» PROVIDED DATA
▼
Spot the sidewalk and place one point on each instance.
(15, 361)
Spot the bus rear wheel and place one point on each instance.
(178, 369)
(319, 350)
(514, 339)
▲
» AIM
Present every item above as a numbered list, one line per number, leaving out any blank lines.

» OUTPUT OF THE TASK
1. Spot the sidewalk and place one point on each instance.
2. (15, 361)
3. Spot the bus rear wheel and place one point on each instance.
4. (178, 369)
5. (319, 350)
6. (514, 339)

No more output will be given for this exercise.